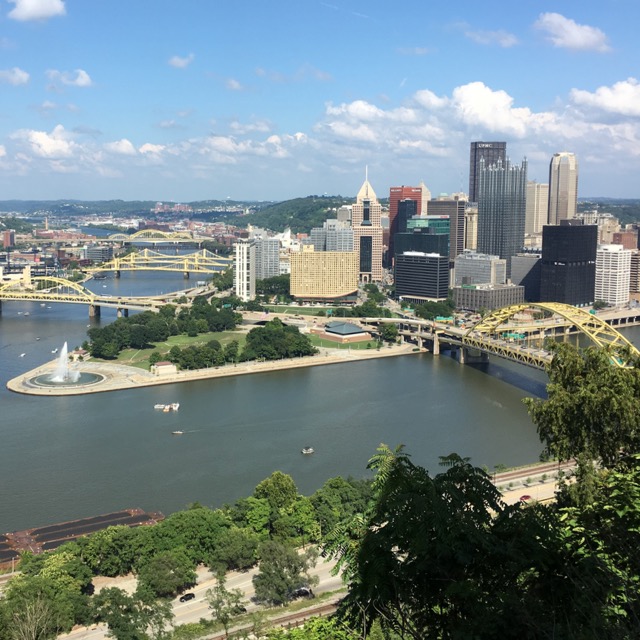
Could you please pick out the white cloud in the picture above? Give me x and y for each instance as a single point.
(500, 37)
(122, 147)
(54, 145)
(26, 10)
(567, 34)
(79, 78)
(14, 76)
(181, 63)
(233, 85)
(623, 98)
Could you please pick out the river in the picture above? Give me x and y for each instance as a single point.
(70, 457)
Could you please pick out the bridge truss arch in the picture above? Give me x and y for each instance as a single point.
(49, 288)
(485, 334)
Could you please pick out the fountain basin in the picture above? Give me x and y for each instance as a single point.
(82, 379)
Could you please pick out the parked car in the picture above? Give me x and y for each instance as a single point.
(302, 592)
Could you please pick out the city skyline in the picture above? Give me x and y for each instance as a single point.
(187, 101)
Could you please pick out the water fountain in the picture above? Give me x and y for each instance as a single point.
(65, 376)
(63, 373)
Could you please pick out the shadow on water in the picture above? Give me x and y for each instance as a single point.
(516, 375)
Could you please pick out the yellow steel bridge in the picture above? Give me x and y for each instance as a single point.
(202, 261)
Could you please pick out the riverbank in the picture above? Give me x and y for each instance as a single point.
(116, 377)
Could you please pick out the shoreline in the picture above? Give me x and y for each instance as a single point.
(118, 377)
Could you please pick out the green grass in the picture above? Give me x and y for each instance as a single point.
(140, 357)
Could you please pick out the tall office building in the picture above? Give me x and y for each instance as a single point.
(453, 207)
(502, 190)
(367, 233)
(537, 211)
(397, 195)
(490, 152)
(613, 274)
(563, 187)
(568, 263)
(324, 275)
(334, 235)
(421, 276)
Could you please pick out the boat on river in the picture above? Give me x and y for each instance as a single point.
(174, 406)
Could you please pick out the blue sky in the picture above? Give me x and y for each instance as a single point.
(181, 100)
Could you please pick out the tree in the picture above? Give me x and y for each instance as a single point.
(282, 570)
(593, 407)
(130, 616)
(168, 573)
(225, 604)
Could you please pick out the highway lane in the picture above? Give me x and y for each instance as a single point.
(193, 610)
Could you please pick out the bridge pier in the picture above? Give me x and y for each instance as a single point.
(466, 355)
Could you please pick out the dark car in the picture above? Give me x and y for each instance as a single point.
(302, 592)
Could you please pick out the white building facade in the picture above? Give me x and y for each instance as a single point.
(613, 274)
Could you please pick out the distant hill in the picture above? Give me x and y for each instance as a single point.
(299, 214)
(626, 210)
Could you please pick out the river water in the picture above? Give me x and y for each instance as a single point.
(79, 456)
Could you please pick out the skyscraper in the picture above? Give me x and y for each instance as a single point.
(563, 187)
(537, 214)
(367, 233)
(502, 189)
(568, 264)
(491, 152)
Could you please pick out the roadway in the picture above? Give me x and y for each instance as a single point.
(193, 610)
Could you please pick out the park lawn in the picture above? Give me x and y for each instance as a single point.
(140, 357)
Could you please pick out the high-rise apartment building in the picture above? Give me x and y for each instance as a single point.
(563, 187)
(537, 211)
(502, 190)
(613, 274)
(568, 263)
(245, 269)
(367, 233)
(490, 152)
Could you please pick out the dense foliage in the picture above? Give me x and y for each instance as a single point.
(300, 214)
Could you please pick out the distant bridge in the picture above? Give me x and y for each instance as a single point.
(52, 289)
(202, 261)
(499, 334)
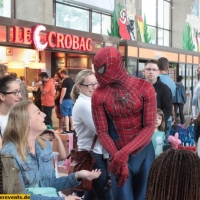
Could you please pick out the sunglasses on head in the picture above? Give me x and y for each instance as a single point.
(50, 133)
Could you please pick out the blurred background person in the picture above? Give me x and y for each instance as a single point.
(10, 94)
(66, 103)
(3, 70)
(179, 99)
(47, 89)
(58, 84)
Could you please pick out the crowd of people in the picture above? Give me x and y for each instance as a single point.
(131, 117)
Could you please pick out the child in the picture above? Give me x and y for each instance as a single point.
(50, 135)
(159, 134)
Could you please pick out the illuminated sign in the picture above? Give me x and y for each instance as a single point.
(52, 39)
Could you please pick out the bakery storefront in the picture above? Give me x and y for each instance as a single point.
(28, 48)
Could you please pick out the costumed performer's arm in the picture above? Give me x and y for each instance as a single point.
(101, 124)
(118, 165)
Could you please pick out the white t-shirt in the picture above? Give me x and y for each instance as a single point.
(3, 122)
(84, 125)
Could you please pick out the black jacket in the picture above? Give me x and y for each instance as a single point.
(164, 98)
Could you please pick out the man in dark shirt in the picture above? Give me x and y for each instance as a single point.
(163, 93)
(66, 102)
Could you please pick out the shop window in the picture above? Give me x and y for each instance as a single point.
(72, 17)
(106, 24)
(166, 38)
(152, 33)
(80, 17)
(149, 10)
(96, 23)
(158, 20)
(2, 33)
(160, 14)
(5, 8)
(160, 36)
(167, 12)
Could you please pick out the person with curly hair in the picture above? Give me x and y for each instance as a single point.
(174, 175)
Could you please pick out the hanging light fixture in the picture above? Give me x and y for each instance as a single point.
(36, 65)
(16, 64)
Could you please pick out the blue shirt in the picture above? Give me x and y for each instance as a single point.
(158, 142)
(165, 78)
(39, 170)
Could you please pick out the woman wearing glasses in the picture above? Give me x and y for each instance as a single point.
(10, 94)
(33, 154)
(85, 84)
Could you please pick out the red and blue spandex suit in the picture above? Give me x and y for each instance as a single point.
(124, 113)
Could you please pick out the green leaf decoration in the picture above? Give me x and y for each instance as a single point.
(187, 39)
(114, 23)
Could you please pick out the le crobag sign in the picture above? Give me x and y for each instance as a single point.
(52, 39)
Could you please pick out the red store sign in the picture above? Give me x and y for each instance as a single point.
(52, 39)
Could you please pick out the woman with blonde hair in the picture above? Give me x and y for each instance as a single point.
(33, 154)
(85, 84)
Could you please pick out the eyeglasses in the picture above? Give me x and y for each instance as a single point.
(49, 133)
(154, 70)
(16, 93)
(91, 85)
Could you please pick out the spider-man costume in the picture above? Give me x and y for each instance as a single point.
(124, 113)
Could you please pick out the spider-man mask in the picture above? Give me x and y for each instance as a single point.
(108, 66)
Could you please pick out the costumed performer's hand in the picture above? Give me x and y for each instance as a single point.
(119, 167)
(72, 198)
(85, 174)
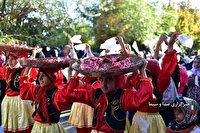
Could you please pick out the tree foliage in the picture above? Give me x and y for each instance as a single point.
(189, 22)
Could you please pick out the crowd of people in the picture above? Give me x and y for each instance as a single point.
(162, 96)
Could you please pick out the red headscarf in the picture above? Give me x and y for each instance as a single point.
(17, 54)
(153, 67)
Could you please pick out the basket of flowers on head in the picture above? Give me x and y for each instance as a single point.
(50, 62)
(115, 64)
(16, 48)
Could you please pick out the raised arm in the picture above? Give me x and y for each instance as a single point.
(27, 89)
(163, 38)
(131, 99)
(169, 63)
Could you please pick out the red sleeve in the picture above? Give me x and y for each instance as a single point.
(59, 79)
(60, 99)
(168, 66)
(2, 72)
(183, 80)
(73, 92)
(131, 100)
(33, 74)
(27, 89)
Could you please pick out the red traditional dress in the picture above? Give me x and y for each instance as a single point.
(16, 113)
(147, 117)
(49, 103)
(110, 109)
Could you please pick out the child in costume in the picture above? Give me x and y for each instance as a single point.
(16, 113)
(2, 83)
(47, 97)
(186, 117)
(110, 103)
(81, 114)
(147, 118)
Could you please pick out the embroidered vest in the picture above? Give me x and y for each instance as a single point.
(14, 83)
(114, 116)
(54, 114)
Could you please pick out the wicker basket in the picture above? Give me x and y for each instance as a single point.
(55, 62)
(16, 48)
(136, 62)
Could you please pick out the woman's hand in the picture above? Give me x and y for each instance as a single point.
(143, 69)
(172, 41)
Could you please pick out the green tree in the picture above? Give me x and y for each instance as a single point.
(189, 22)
++++++
**WORK TO COMPLETE**.
Restate all of the data word for word and include no pictures.

**SOLUTION TO THIS TASK**.
Could you please pick out the white cloud in the picture above? Give me x and y for each instance as a single point.
(500, 37)
(122, 147)
(54, 145)
(26, 10)
(567, 34)
(79, 78)
(14, 76)
(181, 63)
(233, 85)
(623, 98)
Could you please pick out the river in the picture above? Give me x and y for each instance as a single point.
(70, 457)
Could you please pick out the bridge truss arch in the picture above? Give me x and y for each instance as a single point.
(49, 288)
(485, 334)
Could you please pick out the fountain basin in the picture above? Give me x and y for each instance as a single point.
(82, 379)
Could you please pick out the parked car in the picture above? Give me x and y for each instance as a single point.
(302, 592)
Could you please pick out the city skyline in the picture above? Give me x and y for each instance as a single point.
(187, 101)
Could you please pick out the water fountain in the picture above? Give me x and y for each instance as a single point.
(65, 376)
(63, 373)
Could you please pick out the shadow on water in the picture above? Give me x and y for each instance as a single point.
(516, 375)
Could you please pick out the yellow steel bridge in the picture above? Give me x and y for each instance as a single point.
(202, 261)
Could you please pick out the riverbank in the picture above? Give me x and y for each instance as a single point.
(116, 377)
Could you please pick out the shoreline in the picture above? Give me x and y for each instance as a single point.
(118, 377)
Could you please pick out the green grass in the picture above? Give me x and y for each instance as a single point.
(140, 357)
Could you please pick out the tall office building in the picture above? Give me x and y for each instance as a single point.
(453, 207)
(502, 190)
(367, 233)
(537, 211)
(397, 195)
(490, 152)
(613, 274)
(563, 187)
(568, 263)
(324, 275)
(334, 235)
(421, 276)
Could you please pick out the boat on river in the picture above? Give me x and y for each instance as a single point.
(174, 406)
Could you please pick out the blue sky in the picture above? Give me x and y for each instance as a single point.
(181, 100)
Could you please pick out the tree in the picture above? Give me x and y for each instance as a single point.
(282, 570)
(593, 407)
(130, 616)
(168, 573)
(225, 604)
Could you please pick out the highway lane in the picture above? Give me x and y for each instance as a single point.
(193, 610)
Could you please pick out the bridge pier in the picture above? Give me x and y for each instance as a single point.
(466, 355)
Could you please pick out the dark car in the picture above? Give me x and y for each instance as a single point.
(302, 592)
Could you please pick out the white building facade in the picture above? Give me x and y for each instance as a single point.
(613, 274)
Could you please pick out the distant hill in the picture above? Give me x and y for each instance as a single point.
(299, 214)
(626, 210)
Could you please pick out the river water in the picture above? Give me x and y for each instance as a single point.
(79, 456)
Could you please pick out the skyscraper in the picture above? Give me x and y for each instance as a single point.
(563, 187)
(537, 214)
(367, 233)
(502, 189)
(568, 264)
(491, 152)
Could you please pick out the roadway in the picture above? Give me x and y for each instance as a single point.
(193, 610)
Could you please pick out the park lawn in the picture above? Give me x and y for each instance as a single point.
(140, 357)
Could you please pick out the high-rise apartment building in the picture above? Give me x and y for each instance as a single point.
(563, 187)
(537, 211)
(502, 190)
(613, 274)
(568, 263)
(245, 269)
(367, 233)
(490, 152)
Could you please pick out the dense foliage in the picture above? Give me x and y for each instance as a single point.
(300, 214)
Could you please pick out the distant bridge in the picture above? Give me x and y for each instance as a single point.
(52, 289)
(202, 261)
(499, 334)
Could you please pick out the sunglasses on head in the picture above? Give me x and y for each instance as a single point.
(50, 133)
Could you please pick out the blurred background person in the picture above? Give me x and y for each instance as a single point.
(10, 94)
(66, 103)
(3, 70)
(179, 99)
(47, 89)
(58, 84)
Could you please pick out the crowd of people in the picture above? Give me x and y for each instance as a single point.
(131, 117)
Could you please pick out the child in the picture above? Give me x and y for each instance as a single point.
(50, 135)
(159, 134)
Could you please pick out the illuminated sign in the picture above? Give me x and y for each instance as a single point.
(52, 39)
Could you please pick out the bakery storefront in the picture above? Give me x and y for each instance as a single point.
(28, 48)
Could you please pick out the costumed performer's arm in the picture above? Give me x and y for each instance as a single point.
(101, 124)
(118, 165)
Could you please pick out the white t-shirt in the picture above? Give me x and y for each instance as a single point.
(3, 122)
(84, 125)
Could you please pick out the black jacket in the picture above? Give me x and y for each instance as a single point.
(164, 98)
Could you please pick out the man in dark shirt in the picture above? Give me x and y for each instance as a single point.
(163, 93)
(66, 102)
Could you please pick out the shop window in the picture above? Give me x and y for each instance as a single point.
(72, 17)
(106, 24)
(166, 38)
(152, 33)
(80, 17)
(149, 10)
(96, 23)
(158, 20)
(2, 33)
(160, 14)
(5, 8)
(160, 36)
(167, 12)
Could you please pick out the person with curly hair in the picture above? Give me x and y for each instance as a single point.
(174, 175)
Could you please pick out the hanging light fixture in the picture above? Give me x and y for each instance as a single point.
(36, 65)
(16, 64)
Could you please pick out the blue shirt in the picture above? Give me x and y for each instance as a single point.
(158, 142)
(165, 78)
(39, 170)
Could you please pick out the woman wearing glasses in the picture above? Give me x and y for each instance as a single point.
(10, 94)
(33, 154)
(85, 84)
Could you please pick out the red and blue spandex suit in the picture above? Give me x and y for each instance as a single point.
(124, 113)
Could you please pick out the green leaf decoration in the picture above? Give me x and y for each instance as a single point.
(187, 39)
(114, 23)
Could you please pick out the le crobag sign in the picture above? Give me x and y for each instance as a single point.
(52, 39)
Could you please pick out the red store sign in the picture above? Give me x and y for each instance as a single point.
(52, 39)
Could you please pick out the woman with blonde hair in the picture above? Give me x and y for each instance as a single point.
(33, 154)
(85, 84)
Could you please pick out the eyeglasses in the picture above? Give me x and y for each instance as a single point.
(49, 133)
(154, 70)
(16, 93)
(91, 85)
Could you please pick out the spider-man costume in the picture above? Give me x and y for each instance as a single point.
(124, 113)
Could you please pick out the spider-man mask in the picture above? Give me x and y for each instance as a single point.
(108, 66)
Could you please pick out the costumed performer's hand in the picture above? Give me x and y for each instance as a single point.
(119, 167)
(72, 198)
(85, 174)
Could you please pick out the tree foliage in the picture above? Give me x and y for each instance as a single point.
(189, 22)
Could you please pick out the crowd of people in the picture above? Give me x and y for each instance as a single point.
(162, 96)
Could you please pick out the red headscarf in the picture above? Give me x and y for each instance as a single point.
(17, 54)
(153, 67)
Could you please pick out the basket of flowers on head in the picture above? Give me x and y for each instance as a single point.
(50, 62)
(115, 64)
(16, 48)
Could you please pick out the raised arm in the picture above? Give me x and y for each instance as a single point.
(27, 89)
(163, 38)
(131, 99)
(169, 63)
Could you please pick out the red sleeve in the picture above? Give me x and y for each instance as a single point.
(59, 79)
(60, 99)
(168, 66)
(2, 72)
(183, 80)
(73, 92)
(131, 100)
(33, 74)
(27, 89)
Could you please pick out the red traditional dress in the picture above? Give me x and y for each instance as a single point.
(16, 113)
(147, 117)
(49, 103)
(110, 109)
Could you please pick out the child in costume in the picture above? Give me x and y for each instance as a single point.
(16, 113)
(2, 83)
(47, 97)
(186, 117)
(110, 103)
(81, 114)
(147, 118)
Could you please pick out the embroidered vest in the picture above? Give me x and y for each instance as a single point.
(14, 83)
(114, 116)
(54, 114)
Could you please pick out the wicker basket in the picture above? Give me x and y for each instance as a single point.
(55, 62)
(16, 48)
(136, 62)
Could you please pick out the woman's hand in the picture above? Give me x and y for each instance as a single point.
(143, 69)
(172, 41)
Could you please pick out the green tree in the picture above? Give me x and y for each instance as a single point.
(189, 22)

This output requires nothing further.